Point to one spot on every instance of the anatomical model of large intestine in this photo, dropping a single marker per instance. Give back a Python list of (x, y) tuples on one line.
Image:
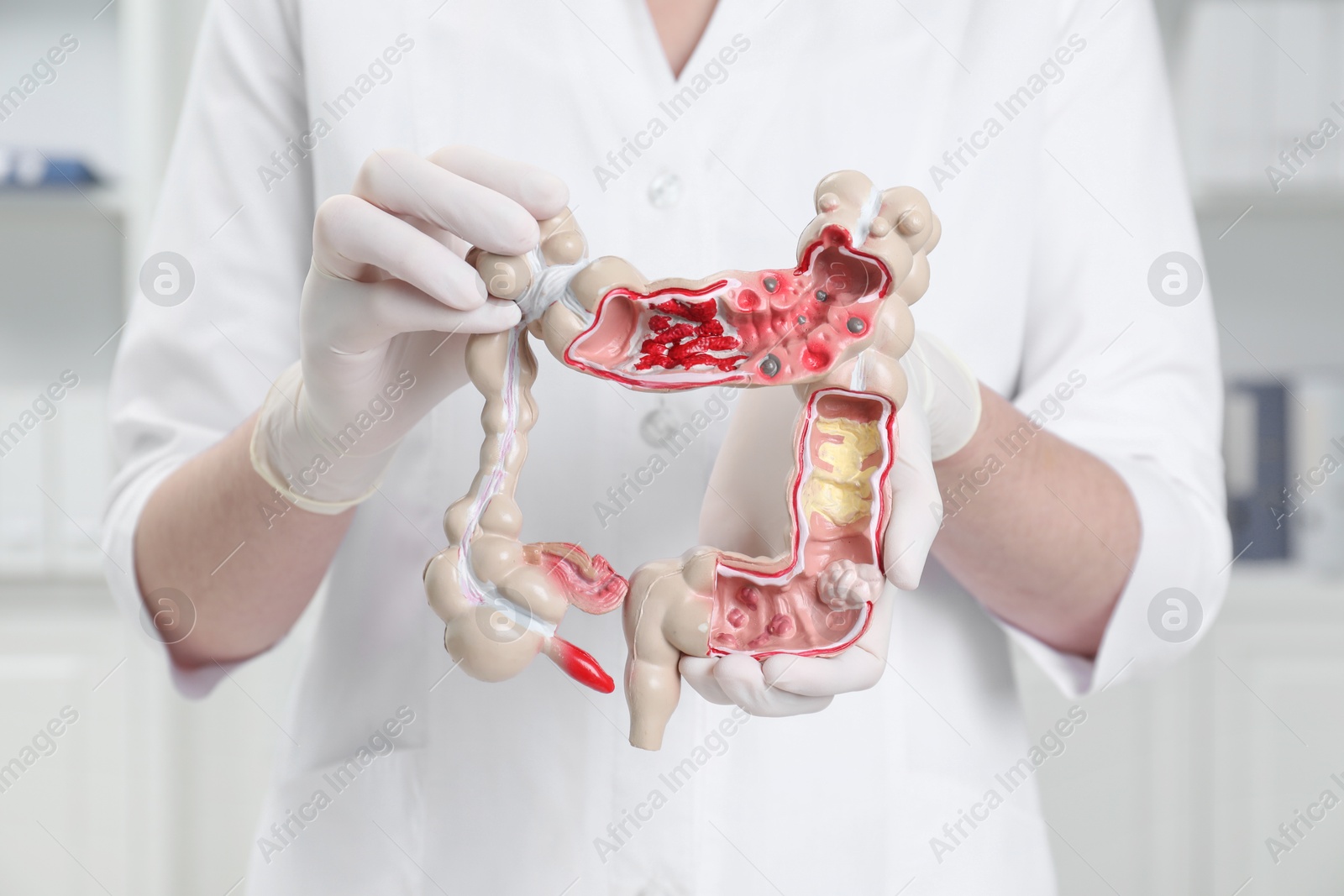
[(833, 327)]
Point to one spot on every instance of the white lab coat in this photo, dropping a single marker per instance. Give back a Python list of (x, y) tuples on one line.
[(1048, 235)]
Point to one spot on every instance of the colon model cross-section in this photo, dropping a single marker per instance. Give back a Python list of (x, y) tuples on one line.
[(833, 327)]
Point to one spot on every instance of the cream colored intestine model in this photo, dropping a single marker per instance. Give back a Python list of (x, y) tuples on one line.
[(826, 327)]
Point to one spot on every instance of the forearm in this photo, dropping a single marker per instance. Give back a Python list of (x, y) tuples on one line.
[(248, 560), (1042, 532)]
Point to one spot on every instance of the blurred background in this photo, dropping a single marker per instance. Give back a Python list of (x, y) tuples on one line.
[(1171, 786)]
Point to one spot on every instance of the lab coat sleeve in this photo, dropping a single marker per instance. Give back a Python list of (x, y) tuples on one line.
[(190, 372), (1109, 367)]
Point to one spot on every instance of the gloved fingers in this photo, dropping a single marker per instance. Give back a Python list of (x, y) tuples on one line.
[(407, 184), (349, 234), (916, 506), (858, 668), (949, 391), (699, 673), (356, 317), (743, 680), (537, 190)]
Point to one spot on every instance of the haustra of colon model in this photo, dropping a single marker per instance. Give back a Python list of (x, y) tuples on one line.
[(832, 327)]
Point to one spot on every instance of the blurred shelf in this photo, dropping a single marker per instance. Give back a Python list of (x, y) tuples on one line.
[(1290, 203), (64, 202), (87, 591)]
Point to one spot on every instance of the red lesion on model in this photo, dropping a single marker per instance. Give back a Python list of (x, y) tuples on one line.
[(689, 343), (764, 617), (795, 322), (589, 582)]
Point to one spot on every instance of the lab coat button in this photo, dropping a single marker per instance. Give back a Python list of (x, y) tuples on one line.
[(665, 191)]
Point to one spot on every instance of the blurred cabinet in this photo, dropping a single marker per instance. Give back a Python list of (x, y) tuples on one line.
[(1173, 785)]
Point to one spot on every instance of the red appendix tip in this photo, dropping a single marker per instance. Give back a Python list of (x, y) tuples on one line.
[(578, 664)]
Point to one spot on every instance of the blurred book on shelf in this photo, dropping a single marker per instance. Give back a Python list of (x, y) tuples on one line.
[(26, 168), (1284, 452)]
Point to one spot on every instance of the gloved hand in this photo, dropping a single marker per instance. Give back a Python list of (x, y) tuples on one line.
[(386, 295), (938, 418)]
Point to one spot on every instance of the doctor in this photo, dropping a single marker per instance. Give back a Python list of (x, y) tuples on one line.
[(333, 161)]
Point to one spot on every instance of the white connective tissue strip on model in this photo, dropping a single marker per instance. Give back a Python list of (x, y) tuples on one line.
[(476, 590)]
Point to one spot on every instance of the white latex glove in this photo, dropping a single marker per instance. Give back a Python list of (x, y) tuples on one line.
[(387, 291), (940, 416)]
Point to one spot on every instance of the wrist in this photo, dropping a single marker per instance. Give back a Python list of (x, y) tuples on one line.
[(297, 458), (949, 391)]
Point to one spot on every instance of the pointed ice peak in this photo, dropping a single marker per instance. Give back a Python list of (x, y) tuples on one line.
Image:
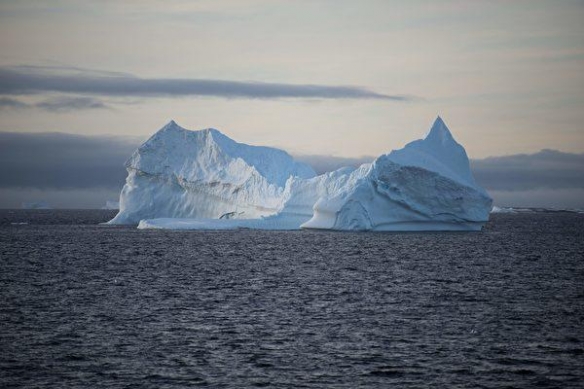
[(439, 132)]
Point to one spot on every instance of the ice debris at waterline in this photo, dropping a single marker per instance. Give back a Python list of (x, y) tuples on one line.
[(181, 179)]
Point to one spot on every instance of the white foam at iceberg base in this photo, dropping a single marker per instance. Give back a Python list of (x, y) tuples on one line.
[(183, 179)]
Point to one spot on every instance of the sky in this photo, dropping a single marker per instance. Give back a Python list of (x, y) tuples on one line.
[(332, 82)]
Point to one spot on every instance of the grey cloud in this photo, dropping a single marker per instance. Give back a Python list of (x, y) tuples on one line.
[(30, 80), (7, 102), (65, 163), (62, 104), (56, 104), (57, 160), (547, 169)]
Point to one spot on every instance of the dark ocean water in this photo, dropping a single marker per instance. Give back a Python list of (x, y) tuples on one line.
[(85, 306)]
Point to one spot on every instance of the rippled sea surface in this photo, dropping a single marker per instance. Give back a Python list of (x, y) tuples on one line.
[(85, 306)]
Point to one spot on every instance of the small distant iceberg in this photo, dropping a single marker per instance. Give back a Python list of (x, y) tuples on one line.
[(113, 205), (181, 179), (36, 205)]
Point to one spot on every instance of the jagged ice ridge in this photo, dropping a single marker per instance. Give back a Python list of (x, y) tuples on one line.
[(181, 179)]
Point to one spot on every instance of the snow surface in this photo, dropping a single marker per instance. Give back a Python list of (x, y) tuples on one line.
[(182, 179), (110, 204)]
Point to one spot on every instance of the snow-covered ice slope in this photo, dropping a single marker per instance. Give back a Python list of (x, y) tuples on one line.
[(179, 173), (183, 179), (426, 186)]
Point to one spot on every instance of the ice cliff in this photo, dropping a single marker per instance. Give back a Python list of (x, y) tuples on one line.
[(184, 179), (179, 173)]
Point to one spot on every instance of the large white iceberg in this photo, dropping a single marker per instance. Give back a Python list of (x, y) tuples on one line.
[(182, 179)]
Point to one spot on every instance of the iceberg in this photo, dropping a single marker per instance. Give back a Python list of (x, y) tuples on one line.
[(111, 205), (181, 179)]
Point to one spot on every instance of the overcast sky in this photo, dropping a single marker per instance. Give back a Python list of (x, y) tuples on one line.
[(318, 78)]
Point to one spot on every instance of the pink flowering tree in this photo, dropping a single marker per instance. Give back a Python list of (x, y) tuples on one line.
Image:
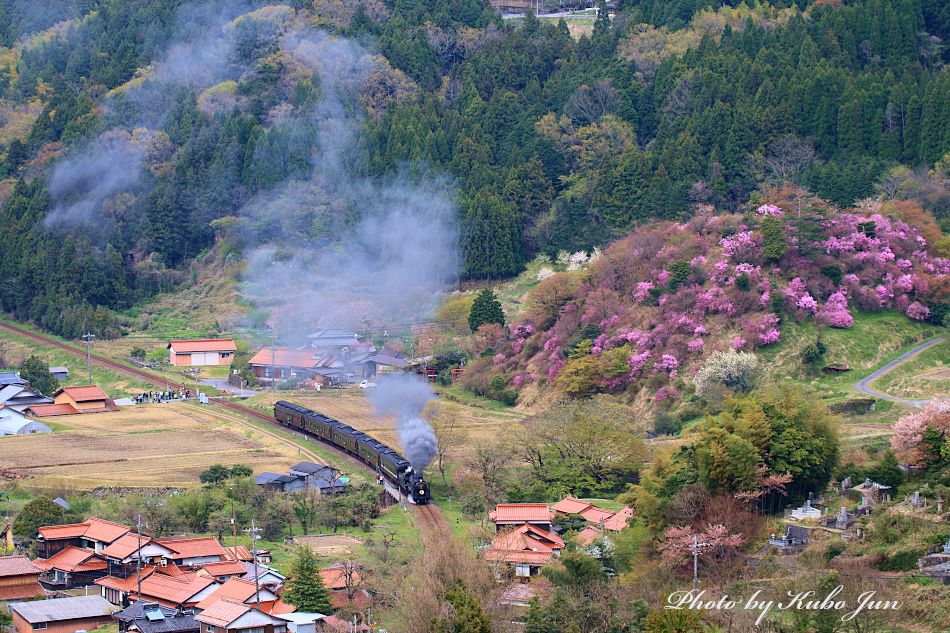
[(922, 439)]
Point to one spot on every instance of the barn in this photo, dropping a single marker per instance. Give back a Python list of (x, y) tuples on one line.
[(15, 423), (201, 352)]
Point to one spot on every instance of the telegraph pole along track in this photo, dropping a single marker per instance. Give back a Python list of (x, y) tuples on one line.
[(431, 520)]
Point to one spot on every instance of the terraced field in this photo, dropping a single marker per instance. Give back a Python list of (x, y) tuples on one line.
[(147, 446)]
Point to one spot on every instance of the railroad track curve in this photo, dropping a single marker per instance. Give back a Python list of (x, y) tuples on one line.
[(429, 515)]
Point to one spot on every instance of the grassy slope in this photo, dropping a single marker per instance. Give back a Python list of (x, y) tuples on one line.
[(875, 339)]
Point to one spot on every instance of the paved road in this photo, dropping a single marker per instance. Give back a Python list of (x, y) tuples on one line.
[(864, 385)]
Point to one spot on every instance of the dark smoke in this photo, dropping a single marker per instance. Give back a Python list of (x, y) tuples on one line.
[(405, 396)]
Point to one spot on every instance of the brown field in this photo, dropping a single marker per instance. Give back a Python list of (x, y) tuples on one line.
[(331, 545), (147, 446), (353, 408)]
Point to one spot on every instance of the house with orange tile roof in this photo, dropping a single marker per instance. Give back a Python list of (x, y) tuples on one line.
[(523, 550), (230, 616), (71, 567), (95, 534), (19, 579), (183, 590), (201, 352), (241, 590), (508, 515), (85, 399), (194, 552)]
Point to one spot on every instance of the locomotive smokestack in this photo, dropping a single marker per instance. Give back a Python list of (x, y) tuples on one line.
[(405, 397)]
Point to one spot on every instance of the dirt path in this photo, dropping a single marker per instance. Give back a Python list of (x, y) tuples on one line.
[(864, 385)]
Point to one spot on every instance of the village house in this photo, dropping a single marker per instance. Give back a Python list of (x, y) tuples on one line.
[(302, 476), (19, 396), (192, 552), (85, 399), (148, 617), (201, 352), (19, 579), (244, 592), (12, 422), (510, 515), (229, 616), (95, 534), (523, 551), (61, 615)]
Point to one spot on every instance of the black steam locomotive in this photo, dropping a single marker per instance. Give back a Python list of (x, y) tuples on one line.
[(386, 461)]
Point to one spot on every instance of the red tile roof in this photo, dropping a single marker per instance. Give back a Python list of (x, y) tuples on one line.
[(236, 589), (238, 553), (21, 591), (194, 547), (125, 585), (521, 513), (49, 410), (594, 514), (125, 546), (105, 531), (17, 566), (57, 532), (588, 535), (225, 568), (335, 578), (222, 613), (175, 590), (72, 559), (203, 345), (283, 357), (570, 505), (86, 393), (619, 520)]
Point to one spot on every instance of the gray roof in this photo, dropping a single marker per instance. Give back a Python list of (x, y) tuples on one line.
[(309, 468), (333, 338), (266, 478), (10, 378), (13, 425), (386, 357), (61, 609)]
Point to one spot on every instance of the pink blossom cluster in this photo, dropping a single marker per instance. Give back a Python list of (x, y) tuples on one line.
[(883, 264), (769, 209)]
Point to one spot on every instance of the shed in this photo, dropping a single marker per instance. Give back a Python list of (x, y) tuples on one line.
[(62, 615), (201, 352), (13, 422)]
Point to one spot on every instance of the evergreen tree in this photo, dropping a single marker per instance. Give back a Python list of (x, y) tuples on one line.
[(485, 309), (35, 371), (305, 589)]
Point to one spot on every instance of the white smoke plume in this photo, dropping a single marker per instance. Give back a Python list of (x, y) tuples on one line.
[(405, 396)]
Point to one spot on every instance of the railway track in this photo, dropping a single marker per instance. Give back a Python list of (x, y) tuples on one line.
[(429, 515)]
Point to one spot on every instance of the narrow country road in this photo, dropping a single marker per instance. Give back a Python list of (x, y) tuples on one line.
[(864, 385)]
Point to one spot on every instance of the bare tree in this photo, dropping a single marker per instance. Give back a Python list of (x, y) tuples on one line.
[(679, 101), (488, 460), (788, 155), (589, 103), (448, 433)]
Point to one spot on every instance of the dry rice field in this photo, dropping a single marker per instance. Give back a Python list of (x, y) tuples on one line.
[(352, 407), (144, 446)]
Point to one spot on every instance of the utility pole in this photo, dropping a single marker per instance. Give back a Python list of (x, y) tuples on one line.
[(257, 577), (696, 548), (88, 338), (138, 565)]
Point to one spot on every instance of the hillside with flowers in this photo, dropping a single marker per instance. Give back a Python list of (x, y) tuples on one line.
[(644, 314)]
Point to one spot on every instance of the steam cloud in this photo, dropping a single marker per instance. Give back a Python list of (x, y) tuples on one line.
[(405, 396)]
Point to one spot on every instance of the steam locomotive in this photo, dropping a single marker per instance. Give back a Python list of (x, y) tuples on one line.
[(386, 461)]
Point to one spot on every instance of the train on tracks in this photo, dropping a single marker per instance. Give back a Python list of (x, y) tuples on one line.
[(386, 461)]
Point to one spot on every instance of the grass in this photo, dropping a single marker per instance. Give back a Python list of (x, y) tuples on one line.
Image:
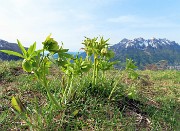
[(152, 102)]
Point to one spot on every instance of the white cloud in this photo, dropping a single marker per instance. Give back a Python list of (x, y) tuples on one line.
[(123, 19)]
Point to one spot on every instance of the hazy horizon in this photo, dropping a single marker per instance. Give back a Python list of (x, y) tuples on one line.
[(69, 21)]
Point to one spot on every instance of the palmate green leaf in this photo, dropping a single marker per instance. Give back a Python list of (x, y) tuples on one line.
[(26, 65), (22, 48), (9, 52), (17, 104)]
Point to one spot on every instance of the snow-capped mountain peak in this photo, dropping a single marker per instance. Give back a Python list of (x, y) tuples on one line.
[(142, 43)]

◆ **GIVEN INSTRUCTION**
Rewrite the items from the first line through the line containing "[(1171, 786)]" as a Markdown table with the columns No. and Entry, one numbered row per line, skipping blank lines and leaving out the pictures.

◆ **EXERCISE SOLUTION**
| No. | Entry |
|---|---|
| 1 | Point to one spot on every instance of the anatomical model of large intestine in this photo, dropping a single marker per instance. Give back a Python list of (x, y) tuples on one line. |
| 2 | Image: |
| 3 | [(833, 327)] |
| 4 | Point to one spot on every instance of the white lab coat in this photo, dropping a single marker per instance. Give back a Python list of (x, y) tuples on one line. |
| 5 | [(1048, 235)] |
| 6 | Point to one spot on every instance of the colon model cross-section in this photo, dropping a single marker per instance. Give back a Python list of (x, y) tuples on one line. |
| 7 | [(833, 327)] |
| 8 | Point to one spot on every instance of the cream colored intestine model in this photo, dropping a single marker per instance. Give back a Python list of (x, y) tuples on one line. |
| 9 | [(826, 327)] |
| 10 | Point to one spot on every instance of the forearm in this photo, dropping a single marker per instance. Give back a Python list of (x, y) tuples on one line. |
| 11 | [(248, 560), (1042, 532)] |
| 12 | Point to one spot on every instance of the blurred background in this photo, dropping a single marker per instance. Give back a Python list of (x, y) tuples on one line. |
| 13 | [(1171, 786)] |